Aim of the task:
Print the lines below exactly as they appear, from the line containing "Mark the green door" through the last line, including both ends.

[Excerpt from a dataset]
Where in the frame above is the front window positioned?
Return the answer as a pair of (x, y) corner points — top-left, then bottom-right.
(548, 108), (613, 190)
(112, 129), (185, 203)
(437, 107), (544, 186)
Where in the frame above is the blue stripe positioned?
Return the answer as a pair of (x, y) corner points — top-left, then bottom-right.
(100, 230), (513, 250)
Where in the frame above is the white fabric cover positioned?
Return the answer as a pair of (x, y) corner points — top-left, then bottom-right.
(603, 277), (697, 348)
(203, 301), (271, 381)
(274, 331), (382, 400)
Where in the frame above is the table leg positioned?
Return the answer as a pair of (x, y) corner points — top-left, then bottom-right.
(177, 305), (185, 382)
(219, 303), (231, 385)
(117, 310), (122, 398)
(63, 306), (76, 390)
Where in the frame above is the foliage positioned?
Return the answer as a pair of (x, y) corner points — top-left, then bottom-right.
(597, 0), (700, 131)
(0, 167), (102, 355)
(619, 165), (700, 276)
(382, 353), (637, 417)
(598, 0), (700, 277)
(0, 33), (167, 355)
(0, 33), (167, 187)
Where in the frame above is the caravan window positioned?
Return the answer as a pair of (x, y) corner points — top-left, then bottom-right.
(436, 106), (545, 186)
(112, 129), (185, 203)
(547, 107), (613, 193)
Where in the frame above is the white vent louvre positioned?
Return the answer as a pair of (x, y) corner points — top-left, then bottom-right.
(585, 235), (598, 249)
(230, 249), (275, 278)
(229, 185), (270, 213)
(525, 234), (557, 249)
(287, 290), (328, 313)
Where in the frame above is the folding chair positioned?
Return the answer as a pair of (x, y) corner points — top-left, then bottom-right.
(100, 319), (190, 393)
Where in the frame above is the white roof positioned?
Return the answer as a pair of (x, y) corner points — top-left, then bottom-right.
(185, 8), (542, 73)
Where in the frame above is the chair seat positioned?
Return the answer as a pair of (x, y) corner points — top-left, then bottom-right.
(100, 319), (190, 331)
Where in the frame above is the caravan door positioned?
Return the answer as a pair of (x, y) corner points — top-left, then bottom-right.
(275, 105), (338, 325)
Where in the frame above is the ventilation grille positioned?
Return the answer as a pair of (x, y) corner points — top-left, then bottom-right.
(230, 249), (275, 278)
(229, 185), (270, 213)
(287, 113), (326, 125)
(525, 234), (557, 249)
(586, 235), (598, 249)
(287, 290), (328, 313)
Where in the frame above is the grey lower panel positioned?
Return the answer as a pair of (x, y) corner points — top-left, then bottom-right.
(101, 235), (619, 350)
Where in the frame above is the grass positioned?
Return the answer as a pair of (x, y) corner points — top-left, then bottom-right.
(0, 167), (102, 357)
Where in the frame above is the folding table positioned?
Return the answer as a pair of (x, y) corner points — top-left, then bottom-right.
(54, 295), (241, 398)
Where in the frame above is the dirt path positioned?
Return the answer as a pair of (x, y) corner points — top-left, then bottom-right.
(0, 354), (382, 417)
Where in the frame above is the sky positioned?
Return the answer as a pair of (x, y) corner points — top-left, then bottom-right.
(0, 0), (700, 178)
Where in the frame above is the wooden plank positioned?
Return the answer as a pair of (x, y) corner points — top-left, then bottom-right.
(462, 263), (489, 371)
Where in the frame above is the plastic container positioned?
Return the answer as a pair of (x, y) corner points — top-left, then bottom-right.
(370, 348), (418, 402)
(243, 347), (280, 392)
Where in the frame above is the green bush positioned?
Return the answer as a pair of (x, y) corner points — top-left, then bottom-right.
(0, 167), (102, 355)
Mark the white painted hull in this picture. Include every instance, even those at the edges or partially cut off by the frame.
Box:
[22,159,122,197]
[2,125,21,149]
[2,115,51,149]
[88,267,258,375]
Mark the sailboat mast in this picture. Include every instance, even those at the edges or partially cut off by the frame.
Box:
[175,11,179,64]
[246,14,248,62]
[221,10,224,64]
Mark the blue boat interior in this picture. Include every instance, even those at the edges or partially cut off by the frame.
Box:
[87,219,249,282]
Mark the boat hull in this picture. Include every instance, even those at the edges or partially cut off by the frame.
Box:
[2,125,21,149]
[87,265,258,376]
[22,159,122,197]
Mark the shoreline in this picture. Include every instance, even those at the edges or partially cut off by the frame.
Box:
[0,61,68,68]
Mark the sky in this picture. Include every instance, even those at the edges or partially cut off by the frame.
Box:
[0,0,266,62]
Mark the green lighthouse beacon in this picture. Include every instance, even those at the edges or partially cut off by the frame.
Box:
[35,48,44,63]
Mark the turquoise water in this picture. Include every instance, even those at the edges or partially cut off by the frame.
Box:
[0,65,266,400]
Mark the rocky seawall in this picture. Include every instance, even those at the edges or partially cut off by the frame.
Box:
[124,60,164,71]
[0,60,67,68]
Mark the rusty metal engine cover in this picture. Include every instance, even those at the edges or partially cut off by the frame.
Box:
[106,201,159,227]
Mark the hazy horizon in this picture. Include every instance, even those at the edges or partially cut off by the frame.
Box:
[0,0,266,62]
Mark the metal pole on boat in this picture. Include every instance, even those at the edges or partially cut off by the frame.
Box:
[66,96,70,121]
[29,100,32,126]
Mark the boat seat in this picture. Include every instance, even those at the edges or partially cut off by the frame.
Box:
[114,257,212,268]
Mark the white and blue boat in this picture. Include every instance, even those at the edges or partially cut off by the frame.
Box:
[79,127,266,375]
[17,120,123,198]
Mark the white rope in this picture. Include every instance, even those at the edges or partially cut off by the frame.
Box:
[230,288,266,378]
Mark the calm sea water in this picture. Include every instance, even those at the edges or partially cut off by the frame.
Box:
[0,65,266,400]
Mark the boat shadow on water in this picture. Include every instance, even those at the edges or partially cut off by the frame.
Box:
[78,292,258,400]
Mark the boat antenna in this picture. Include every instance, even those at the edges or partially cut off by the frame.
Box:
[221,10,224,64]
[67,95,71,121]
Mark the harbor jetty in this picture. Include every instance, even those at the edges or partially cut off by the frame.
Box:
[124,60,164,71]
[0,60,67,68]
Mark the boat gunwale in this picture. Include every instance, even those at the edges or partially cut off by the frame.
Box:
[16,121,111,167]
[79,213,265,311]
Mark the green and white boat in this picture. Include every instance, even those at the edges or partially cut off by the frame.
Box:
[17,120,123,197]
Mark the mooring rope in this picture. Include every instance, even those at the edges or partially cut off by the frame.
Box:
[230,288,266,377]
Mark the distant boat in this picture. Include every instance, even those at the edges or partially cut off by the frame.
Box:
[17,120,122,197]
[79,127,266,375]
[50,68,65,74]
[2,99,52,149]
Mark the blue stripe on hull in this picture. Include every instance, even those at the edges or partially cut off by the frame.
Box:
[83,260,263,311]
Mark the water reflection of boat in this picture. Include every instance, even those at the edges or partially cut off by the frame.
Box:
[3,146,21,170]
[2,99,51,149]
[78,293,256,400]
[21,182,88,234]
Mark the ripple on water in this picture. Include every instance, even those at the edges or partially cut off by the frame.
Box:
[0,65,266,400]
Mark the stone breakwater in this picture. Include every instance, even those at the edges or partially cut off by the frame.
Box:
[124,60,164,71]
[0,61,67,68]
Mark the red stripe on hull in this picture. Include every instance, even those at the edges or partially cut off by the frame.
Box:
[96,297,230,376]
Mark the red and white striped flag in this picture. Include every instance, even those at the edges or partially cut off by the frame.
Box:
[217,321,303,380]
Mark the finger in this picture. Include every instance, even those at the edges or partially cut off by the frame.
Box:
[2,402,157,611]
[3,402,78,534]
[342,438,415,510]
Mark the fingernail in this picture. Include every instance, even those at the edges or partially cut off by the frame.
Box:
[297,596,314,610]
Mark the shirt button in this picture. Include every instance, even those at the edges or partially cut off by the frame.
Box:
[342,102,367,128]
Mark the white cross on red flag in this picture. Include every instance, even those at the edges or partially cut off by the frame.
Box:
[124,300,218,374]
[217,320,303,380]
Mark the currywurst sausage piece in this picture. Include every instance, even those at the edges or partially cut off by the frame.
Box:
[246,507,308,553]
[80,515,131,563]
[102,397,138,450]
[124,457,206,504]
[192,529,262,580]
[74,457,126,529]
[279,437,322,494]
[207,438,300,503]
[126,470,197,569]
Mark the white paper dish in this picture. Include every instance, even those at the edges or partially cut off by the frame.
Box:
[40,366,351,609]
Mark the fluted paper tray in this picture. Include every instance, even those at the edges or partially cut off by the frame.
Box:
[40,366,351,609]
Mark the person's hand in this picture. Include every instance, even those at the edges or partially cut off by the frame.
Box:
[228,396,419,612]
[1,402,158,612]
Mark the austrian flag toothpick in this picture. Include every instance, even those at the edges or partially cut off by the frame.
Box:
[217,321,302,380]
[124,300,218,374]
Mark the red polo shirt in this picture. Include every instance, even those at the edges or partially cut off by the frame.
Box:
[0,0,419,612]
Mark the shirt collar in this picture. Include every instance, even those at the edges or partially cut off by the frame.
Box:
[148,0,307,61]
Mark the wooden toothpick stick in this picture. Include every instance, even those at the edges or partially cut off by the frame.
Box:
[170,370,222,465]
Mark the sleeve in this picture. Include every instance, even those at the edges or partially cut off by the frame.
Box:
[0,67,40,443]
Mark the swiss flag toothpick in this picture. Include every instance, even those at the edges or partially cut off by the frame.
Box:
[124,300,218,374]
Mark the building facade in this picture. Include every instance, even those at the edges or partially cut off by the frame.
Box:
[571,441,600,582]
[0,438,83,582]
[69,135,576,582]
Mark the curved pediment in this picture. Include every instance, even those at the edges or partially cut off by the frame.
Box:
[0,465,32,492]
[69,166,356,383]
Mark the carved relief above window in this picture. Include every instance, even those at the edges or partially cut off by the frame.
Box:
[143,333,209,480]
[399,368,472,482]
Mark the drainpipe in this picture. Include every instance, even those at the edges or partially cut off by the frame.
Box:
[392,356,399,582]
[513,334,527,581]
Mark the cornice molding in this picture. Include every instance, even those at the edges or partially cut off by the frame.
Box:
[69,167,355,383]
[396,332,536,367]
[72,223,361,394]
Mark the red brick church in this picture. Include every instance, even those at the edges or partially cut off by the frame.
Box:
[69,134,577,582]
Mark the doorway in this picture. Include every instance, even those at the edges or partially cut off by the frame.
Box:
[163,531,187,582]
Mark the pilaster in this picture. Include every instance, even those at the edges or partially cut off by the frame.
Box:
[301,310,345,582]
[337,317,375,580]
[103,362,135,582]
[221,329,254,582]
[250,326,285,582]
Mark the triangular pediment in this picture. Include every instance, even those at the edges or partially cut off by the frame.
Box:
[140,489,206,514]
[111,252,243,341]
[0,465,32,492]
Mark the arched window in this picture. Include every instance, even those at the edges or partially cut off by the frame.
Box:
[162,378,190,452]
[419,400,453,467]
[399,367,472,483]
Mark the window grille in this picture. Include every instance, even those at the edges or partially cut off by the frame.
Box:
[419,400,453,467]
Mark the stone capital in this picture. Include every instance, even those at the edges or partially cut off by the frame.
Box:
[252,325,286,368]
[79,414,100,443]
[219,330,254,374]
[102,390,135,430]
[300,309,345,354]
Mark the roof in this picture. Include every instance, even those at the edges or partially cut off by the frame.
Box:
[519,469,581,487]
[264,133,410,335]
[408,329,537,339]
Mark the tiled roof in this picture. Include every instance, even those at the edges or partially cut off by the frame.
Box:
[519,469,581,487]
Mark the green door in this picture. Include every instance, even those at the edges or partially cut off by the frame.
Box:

Output of the task:
Mark the green door in this picture. Include every instance, even those at the edges or partially cut off by the frame.
Box:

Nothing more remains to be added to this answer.